## [Goal 1]
Summarize the article on the new tufting style in two sentences.
## [Goal 2]
Rewrite the article on the new tufting style starting with "A fashion graduate" and going on through "by hand-knotted rugs.", changing "yarns" to "threads".
## [Goal 3]
According to the article on the new tufting style, in what year did Clotilde Puy travel to Japan?
== Source ==
We have all seen many examples of creative tufting, in the work of artists such Jonathan Josefsson, Studio Noun by Keja Planken, and Alexandra Kehayoglou, but the new aesthetic is more Pop Art meets graffiti with a lot of cartoon and graphic novel influence. This new form of wool graffiti is being adopted by creative such as young fashion designer Lenny Vuitton, who last year was one of four emerging designers to be chosen by NYCxDESIGN and Arts Thread to take part in a designers-in-residence to transform a storefront in The Shops at Hudson Yards. The multitude of tufting creatives include Drake Sweeney, whose work focuses on a lot of anime characters, and French designer Clotilde Puy, who I have followed on Instagram over the last year.
A fashion graduate from École Duperré Paris, Puy travelled to Japan in 2019 where she spent a year learning about traditional crafts. In 2020 she returned to Paris to set up her textile design studio and during the lockdown she started to tuft. ‘At first I was specialised in weaving and I was starting my small business,’ Puy explains. ‘But then I discovered tufting and I knew it will change everything! I ordered my first tufting gun and I immediately loved it, it was like painting with yarns.’ Puy now creates colourful wall hangings, mirror, pillows and rugs and sells to customers who she says are predominately women aged 20-35.
This trend for tufting has brought a younger, bolder aesthetic to the craft, which has become popular not only through its sales but also as a creative hobby. I can’t help wondering if this could be the start of a new generation being excited by hand-knotted rugs.
===
== Dataset content ==
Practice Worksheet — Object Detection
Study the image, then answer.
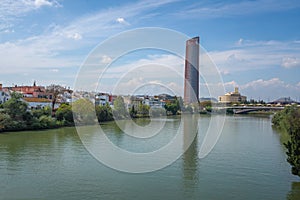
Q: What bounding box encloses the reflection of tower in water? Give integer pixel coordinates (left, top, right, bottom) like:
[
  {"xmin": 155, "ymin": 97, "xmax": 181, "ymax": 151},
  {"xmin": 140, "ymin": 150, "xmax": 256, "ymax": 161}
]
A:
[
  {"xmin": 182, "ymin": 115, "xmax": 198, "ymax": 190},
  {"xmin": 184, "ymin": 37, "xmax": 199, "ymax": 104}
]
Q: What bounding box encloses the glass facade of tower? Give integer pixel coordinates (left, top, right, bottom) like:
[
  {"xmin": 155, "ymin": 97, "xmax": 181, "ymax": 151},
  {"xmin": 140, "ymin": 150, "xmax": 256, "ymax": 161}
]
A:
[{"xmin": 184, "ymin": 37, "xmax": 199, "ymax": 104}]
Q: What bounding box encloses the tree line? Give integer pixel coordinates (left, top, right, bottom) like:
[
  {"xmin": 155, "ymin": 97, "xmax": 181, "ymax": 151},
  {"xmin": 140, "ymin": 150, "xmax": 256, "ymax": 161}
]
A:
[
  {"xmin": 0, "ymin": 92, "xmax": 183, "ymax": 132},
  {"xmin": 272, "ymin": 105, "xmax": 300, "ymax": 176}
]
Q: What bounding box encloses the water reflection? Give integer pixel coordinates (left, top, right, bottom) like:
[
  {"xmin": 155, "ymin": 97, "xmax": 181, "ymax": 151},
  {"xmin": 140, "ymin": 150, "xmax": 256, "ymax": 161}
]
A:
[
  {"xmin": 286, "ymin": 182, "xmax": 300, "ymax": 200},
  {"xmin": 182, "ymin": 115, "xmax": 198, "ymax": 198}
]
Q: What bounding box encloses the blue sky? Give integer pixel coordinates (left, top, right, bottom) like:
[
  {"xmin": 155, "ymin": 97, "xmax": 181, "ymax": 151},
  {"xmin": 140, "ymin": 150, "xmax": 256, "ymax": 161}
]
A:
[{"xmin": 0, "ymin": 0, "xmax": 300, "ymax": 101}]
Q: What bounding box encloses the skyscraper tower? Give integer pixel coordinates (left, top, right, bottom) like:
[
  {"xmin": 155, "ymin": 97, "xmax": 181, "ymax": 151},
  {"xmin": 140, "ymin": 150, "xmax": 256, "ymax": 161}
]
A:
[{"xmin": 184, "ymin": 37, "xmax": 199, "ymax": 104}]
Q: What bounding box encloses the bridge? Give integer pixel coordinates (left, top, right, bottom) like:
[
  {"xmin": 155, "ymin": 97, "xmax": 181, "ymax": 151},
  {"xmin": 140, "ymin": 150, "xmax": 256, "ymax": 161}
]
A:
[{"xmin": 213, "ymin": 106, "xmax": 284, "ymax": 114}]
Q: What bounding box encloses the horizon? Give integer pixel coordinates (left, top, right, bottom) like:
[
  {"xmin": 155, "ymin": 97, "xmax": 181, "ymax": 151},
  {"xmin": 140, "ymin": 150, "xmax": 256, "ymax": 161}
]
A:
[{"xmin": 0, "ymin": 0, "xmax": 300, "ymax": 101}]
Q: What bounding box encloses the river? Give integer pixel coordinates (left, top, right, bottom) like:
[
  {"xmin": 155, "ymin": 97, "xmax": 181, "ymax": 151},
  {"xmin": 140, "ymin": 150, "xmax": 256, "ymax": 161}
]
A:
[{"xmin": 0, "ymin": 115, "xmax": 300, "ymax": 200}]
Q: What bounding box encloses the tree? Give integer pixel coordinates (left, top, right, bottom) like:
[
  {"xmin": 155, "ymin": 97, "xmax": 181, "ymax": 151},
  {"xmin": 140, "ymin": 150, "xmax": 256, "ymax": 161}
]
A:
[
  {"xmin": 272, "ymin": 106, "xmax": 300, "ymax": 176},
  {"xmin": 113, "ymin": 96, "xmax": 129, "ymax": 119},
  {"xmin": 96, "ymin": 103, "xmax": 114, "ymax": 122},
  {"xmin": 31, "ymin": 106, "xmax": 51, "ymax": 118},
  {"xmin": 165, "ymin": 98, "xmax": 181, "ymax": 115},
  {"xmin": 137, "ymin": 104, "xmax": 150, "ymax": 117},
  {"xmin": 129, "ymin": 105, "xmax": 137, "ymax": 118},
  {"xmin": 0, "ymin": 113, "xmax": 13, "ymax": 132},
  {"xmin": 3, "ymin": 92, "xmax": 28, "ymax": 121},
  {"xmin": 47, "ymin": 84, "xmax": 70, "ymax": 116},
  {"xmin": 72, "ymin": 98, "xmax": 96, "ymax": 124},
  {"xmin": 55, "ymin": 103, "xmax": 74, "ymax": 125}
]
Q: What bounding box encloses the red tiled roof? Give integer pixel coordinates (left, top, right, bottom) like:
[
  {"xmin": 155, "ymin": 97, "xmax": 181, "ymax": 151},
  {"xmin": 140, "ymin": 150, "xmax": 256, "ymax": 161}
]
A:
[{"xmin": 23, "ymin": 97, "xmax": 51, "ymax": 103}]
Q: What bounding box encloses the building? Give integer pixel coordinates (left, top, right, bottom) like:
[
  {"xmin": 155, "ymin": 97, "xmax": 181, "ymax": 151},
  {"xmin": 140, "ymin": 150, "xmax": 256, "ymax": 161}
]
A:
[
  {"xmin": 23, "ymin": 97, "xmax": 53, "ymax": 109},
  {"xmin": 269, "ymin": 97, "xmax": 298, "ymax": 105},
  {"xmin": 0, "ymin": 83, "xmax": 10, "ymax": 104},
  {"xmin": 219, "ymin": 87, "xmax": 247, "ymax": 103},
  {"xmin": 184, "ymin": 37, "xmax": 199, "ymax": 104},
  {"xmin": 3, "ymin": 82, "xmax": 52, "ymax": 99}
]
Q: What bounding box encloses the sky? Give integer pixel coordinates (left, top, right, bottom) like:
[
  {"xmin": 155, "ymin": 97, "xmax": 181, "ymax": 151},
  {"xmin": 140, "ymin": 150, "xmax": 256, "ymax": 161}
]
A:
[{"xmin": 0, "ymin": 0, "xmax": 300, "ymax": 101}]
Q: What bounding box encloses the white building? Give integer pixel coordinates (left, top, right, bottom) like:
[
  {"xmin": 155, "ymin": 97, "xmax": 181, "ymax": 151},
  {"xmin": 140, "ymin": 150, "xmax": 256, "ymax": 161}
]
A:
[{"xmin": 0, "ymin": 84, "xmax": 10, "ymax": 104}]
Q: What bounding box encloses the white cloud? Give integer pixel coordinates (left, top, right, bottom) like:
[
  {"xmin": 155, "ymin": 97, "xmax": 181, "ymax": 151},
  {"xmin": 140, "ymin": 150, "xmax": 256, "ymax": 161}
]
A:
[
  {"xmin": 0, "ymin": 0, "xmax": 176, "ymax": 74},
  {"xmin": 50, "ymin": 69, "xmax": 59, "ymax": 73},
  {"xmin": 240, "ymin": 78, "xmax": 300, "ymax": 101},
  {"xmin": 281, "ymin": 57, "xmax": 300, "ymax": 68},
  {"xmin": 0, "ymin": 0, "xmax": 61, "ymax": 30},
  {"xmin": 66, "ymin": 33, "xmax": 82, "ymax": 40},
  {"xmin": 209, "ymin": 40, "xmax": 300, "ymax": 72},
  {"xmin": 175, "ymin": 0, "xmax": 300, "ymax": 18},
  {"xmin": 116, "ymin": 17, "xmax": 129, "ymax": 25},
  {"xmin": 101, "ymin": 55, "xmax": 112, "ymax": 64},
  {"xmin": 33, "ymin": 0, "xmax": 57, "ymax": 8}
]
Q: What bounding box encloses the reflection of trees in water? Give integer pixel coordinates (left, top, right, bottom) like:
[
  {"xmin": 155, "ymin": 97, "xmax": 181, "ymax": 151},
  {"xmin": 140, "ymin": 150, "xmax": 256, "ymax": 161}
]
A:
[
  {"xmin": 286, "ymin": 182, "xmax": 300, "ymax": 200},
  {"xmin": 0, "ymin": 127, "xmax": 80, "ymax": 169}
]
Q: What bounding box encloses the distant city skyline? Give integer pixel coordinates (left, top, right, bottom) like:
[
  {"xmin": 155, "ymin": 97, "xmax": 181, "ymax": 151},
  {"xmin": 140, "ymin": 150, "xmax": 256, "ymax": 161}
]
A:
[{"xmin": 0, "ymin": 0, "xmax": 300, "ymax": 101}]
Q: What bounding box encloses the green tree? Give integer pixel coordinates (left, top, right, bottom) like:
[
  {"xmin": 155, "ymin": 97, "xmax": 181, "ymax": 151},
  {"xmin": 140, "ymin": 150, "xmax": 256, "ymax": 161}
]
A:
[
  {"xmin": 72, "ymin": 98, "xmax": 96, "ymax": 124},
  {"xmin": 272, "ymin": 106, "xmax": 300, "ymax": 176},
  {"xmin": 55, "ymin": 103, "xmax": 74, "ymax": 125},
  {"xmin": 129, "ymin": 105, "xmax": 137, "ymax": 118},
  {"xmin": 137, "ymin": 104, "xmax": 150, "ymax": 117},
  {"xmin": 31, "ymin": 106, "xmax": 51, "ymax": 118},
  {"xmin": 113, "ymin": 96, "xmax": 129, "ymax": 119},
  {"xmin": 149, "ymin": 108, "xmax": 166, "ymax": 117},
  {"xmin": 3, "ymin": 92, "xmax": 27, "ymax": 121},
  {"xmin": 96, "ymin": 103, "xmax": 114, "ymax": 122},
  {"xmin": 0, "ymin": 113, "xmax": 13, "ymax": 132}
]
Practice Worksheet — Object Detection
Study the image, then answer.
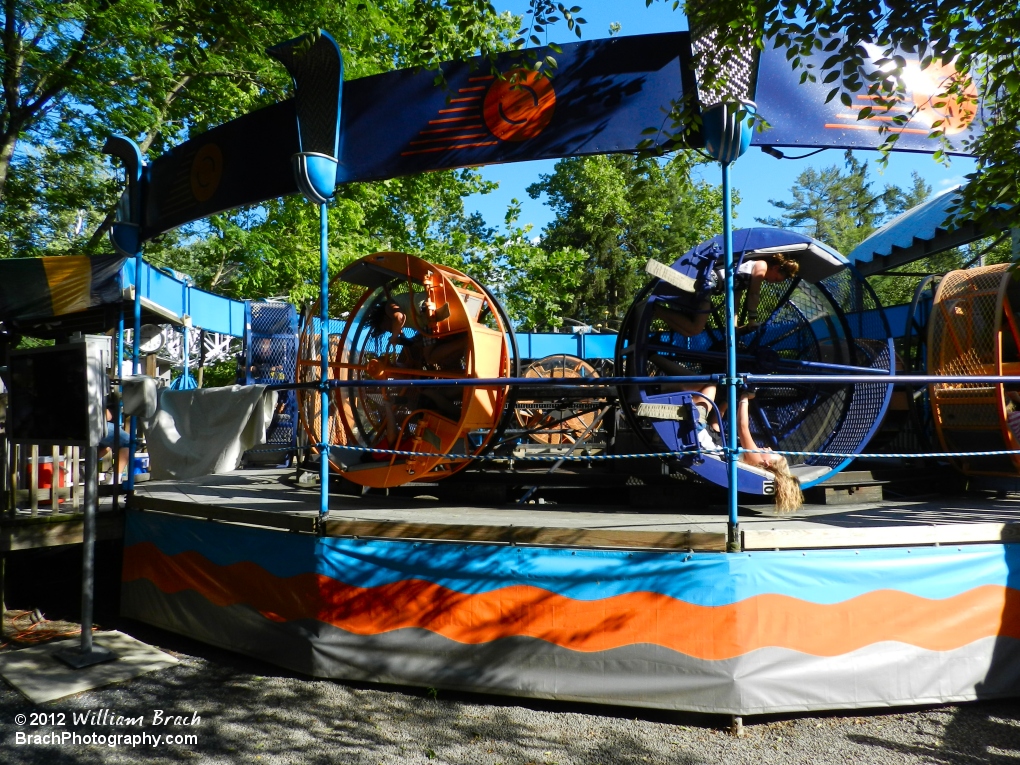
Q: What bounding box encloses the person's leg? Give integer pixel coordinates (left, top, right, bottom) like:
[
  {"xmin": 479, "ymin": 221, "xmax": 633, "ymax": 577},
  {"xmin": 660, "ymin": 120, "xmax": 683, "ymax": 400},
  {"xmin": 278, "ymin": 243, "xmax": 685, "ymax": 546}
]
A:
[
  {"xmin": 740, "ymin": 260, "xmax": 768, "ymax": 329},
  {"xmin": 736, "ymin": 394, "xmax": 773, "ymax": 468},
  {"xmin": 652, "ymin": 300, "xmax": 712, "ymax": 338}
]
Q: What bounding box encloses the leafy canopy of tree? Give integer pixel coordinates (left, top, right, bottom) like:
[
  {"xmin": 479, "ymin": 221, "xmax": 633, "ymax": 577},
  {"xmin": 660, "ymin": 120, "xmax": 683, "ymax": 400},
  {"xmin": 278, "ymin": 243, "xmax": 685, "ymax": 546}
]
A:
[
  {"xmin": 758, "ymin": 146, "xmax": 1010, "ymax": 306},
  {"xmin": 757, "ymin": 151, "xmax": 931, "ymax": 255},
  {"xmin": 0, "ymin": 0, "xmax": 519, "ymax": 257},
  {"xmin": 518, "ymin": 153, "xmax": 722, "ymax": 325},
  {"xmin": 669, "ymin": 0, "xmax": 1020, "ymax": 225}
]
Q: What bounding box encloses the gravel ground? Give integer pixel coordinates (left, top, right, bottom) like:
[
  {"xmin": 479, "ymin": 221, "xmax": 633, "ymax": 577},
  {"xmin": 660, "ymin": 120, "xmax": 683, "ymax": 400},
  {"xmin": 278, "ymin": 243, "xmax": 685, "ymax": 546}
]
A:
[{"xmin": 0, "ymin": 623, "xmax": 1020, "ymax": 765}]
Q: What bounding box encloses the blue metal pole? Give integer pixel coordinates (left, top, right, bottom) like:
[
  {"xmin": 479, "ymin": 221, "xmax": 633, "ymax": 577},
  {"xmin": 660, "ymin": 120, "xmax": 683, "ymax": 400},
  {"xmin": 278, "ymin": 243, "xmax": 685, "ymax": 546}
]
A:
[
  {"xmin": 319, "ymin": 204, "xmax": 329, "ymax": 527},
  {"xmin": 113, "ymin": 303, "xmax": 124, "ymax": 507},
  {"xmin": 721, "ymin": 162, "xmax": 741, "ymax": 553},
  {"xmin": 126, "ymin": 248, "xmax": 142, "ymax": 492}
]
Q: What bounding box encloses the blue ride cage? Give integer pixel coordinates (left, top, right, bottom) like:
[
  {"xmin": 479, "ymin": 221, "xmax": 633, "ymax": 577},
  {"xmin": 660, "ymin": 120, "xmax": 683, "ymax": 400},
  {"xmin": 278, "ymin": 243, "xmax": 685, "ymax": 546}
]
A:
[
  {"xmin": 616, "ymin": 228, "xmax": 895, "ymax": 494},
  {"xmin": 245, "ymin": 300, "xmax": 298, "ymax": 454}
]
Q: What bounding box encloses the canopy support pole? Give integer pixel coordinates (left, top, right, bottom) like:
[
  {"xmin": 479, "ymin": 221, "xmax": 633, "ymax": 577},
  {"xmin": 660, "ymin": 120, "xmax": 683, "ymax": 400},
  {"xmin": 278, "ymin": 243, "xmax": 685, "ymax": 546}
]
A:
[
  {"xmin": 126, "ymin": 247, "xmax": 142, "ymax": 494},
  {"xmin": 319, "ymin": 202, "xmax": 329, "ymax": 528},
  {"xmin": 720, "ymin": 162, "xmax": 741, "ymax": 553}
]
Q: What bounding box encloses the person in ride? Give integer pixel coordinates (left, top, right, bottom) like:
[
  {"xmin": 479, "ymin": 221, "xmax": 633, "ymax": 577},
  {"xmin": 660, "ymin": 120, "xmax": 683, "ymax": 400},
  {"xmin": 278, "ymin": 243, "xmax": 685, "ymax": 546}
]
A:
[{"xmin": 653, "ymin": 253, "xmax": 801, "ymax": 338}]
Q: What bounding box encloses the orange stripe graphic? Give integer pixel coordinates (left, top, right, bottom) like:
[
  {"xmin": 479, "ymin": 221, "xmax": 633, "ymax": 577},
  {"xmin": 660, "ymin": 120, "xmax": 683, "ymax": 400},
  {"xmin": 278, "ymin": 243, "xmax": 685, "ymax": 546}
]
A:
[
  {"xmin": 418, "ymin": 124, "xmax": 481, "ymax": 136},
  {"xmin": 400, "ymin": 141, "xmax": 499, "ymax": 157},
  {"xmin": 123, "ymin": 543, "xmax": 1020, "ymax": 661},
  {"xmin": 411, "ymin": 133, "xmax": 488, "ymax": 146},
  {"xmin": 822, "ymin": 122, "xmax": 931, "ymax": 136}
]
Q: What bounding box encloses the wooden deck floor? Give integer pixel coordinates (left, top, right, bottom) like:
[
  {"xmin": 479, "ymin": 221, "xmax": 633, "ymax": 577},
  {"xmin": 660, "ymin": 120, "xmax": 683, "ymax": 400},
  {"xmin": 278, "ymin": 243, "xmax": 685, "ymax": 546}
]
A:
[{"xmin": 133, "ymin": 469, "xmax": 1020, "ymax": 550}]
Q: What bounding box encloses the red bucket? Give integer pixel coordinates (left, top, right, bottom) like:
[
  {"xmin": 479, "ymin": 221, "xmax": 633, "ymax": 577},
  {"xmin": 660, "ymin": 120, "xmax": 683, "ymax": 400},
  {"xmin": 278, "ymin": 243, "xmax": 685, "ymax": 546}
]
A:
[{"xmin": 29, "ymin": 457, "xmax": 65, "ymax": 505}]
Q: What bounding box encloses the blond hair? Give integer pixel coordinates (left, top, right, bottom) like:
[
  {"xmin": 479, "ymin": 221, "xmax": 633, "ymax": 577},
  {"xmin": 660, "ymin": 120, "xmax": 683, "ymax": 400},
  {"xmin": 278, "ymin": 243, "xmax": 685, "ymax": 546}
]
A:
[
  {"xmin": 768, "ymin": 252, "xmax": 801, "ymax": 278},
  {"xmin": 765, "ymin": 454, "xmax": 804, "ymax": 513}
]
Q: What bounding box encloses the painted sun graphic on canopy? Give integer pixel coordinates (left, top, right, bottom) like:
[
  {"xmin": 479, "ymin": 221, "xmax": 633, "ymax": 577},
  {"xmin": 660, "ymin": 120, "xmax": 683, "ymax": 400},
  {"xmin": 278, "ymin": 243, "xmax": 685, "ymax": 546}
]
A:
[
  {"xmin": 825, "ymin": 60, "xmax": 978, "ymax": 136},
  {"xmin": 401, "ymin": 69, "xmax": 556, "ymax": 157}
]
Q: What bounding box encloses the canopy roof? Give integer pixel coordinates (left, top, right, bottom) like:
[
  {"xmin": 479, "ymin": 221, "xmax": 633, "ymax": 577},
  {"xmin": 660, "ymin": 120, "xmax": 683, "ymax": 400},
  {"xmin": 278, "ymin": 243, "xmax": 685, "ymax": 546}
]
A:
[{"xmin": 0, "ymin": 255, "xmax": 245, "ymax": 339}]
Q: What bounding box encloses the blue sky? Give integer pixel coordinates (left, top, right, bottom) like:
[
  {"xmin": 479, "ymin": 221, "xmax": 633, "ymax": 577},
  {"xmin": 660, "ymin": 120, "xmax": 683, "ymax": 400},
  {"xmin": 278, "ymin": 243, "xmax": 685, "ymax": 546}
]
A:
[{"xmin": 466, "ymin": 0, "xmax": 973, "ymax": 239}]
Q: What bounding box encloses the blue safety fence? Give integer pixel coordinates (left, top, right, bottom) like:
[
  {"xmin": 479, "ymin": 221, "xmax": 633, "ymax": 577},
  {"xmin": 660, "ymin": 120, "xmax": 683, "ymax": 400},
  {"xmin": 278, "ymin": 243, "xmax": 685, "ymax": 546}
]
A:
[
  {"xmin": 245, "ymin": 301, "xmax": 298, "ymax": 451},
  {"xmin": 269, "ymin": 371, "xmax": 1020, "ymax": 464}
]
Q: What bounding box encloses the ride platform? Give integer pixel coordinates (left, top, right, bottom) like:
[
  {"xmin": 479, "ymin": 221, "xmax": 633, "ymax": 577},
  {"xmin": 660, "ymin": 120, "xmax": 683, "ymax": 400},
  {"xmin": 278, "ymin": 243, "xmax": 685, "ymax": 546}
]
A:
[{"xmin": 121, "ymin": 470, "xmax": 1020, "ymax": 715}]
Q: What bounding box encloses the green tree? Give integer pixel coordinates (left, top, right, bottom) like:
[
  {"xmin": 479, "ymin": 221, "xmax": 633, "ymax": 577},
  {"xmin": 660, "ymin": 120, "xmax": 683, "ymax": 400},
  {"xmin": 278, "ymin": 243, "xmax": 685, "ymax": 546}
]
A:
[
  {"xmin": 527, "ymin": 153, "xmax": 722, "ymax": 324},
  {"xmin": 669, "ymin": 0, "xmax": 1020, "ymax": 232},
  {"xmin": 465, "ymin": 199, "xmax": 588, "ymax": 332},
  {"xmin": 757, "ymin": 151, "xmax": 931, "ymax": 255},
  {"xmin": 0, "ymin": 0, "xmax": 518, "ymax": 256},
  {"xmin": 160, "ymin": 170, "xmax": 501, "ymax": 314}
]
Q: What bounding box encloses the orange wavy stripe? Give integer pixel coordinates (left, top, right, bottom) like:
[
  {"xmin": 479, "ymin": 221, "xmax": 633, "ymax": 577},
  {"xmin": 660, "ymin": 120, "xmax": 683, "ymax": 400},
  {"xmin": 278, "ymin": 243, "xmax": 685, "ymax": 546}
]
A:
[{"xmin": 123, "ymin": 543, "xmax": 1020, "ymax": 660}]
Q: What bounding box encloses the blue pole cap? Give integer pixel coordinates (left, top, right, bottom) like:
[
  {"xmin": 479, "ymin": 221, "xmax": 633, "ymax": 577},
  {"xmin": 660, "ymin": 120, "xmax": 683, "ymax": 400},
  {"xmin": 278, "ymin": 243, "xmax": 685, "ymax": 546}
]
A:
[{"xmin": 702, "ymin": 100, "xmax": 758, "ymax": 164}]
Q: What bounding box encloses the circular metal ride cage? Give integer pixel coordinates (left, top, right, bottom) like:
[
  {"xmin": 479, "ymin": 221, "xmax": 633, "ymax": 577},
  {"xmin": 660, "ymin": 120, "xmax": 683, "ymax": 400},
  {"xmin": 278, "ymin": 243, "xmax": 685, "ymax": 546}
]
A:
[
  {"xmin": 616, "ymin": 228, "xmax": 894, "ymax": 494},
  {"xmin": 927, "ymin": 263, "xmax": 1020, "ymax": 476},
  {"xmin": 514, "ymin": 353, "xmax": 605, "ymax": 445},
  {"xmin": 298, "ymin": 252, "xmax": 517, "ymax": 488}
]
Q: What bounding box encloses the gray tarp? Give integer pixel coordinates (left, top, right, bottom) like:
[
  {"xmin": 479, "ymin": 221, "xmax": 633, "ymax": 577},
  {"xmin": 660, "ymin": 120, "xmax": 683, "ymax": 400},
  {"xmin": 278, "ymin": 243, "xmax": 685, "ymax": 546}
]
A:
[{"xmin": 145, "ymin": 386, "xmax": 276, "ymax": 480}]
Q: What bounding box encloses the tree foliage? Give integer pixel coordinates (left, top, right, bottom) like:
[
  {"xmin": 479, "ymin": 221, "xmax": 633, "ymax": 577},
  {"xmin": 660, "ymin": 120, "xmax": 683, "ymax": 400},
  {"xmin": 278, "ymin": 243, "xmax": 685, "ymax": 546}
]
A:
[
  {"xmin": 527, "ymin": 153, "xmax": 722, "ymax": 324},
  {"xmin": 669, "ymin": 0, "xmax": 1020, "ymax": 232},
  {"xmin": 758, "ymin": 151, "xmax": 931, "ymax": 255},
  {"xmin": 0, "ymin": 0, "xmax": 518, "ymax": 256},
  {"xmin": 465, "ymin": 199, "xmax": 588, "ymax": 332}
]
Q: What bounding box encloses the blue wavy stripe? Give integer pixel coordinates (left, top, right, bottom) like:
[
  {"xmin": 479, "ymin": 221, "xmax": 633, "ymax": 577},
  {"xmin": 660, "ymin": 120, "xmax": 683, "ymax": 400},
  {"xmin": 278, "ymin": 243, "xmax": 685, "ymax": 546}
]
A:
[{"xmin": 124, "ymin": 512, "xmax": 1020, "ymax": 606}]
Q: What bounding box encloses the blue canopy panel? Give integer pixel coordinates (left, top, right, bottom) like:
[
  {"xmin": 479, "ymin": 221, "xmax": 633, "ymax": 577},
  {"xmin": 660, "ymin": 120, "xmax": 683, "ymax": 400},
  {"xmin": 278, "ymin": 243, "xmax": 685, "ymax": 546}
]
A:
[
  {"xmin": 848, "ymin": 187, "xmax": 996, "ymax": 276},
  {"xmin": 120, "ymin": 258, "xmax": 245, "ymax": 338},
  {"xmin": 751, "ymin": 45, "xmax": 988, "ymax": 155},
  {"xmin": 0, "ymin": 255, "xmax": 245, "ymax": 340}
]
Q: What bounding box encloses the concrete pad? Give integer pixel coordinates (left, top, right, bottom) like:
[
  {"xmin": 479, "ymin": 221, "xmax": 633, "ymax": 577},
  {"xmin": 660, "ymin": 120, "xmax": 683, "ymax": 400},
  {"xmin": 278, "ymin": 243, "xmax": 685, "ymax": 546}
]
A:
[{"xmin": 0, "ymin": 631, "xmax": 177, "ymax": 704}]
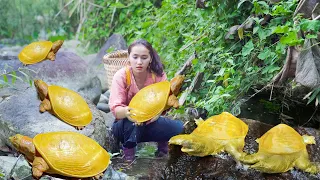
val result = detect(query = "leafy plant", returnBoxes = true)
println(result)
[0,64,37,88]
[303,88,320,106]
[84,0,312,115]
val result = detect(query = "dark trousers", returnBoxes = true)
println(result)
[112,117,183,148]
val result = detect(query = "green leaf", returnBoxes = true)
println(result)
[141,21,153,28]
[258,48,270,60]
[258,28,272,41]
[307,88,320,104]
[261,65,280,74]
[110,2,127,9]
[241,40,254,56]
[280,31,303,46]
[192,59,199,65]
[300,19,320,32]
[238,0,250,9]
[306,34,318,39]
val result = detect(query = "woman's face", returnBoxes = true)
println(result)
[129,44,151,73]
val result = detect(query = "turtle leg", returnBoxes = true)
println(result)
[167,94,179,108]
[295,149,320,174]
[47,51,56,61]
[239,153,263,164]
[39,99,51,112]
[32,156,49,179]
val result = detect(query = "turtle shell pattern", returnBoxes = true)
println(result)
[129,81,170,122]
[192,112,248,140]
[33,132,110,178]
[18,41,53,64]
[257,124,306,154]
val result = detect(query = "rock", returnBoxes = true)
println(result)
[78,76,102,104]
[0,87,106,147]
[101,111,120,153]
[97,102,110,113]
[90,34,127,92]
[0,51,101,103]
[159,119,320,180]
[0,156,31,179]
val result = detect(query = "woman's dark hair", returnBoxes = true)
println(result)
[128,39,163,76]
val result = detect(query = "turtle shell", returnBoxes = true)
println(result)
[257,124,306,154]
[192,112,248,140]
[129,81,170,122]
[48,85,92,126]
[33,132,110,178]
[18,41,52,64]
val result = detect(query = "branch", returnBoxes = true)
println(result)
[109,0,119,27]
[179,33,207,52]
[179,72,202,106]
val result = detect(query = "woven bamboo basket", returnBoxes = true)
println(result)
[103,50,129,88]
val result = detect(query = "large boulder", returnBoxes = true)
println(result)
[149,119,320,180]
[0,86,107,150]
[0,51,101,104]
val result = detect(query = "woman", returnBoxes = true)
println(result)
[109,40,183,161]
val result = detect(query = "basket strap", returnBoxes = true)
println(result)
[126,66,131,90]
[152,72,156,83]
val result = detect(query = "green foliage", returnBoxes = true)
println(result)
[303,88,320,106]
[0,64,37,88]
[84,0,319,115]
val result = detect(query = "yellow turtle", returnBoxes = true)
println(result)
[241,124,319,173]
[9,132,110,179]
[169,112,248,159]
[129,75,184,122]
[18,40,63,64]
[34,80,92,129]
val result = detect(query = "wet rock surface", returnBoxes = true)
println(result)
===
## [Full output 1]
A new style of tufting, described as Pop Art meets graffiti with strong cartoon and graphic novel influence, is being taken up by creatives such as Lenny Vuitton, Drake Sweeney and the French designer Clotilde Puy, who started tufting during the lockdown and now makes colorful wall hangings, pillows and rugs. The trend has brought a younger, bolder aesthetic to the craft, which has become popular both through sales and as a creative hobby.

## [Full output 2]
A fashion graduate from École Duperré Paris, Puy travelled to Japan in 2019 where she spent a year learning about traditional crafts. In 2020 she returned to Paris to set up her textile design studio and during the lockdown she started to tuft. ‘At first I was specialised in weaving and I was starting my small business,’ Puy explains. ‘But then I discovered tufting and I knew it will change everything! I ordered my first tufting gun and I immediately loved it, it was like painting with threads.’ Puy now creates colourful wall hangings, mirror, pillows and rugs and sells to customers who she says are predominately women aged 20-35.
This trend for tufting has brought a younger, bolder aesthetic to the craft, which has become popular not only through its sales but also as a creative hobby. I can’t help wondering if this could be the start of a new generation being excited by hand-knotted rugs.

## [Full output 3]
She traveled to Japan in 2019.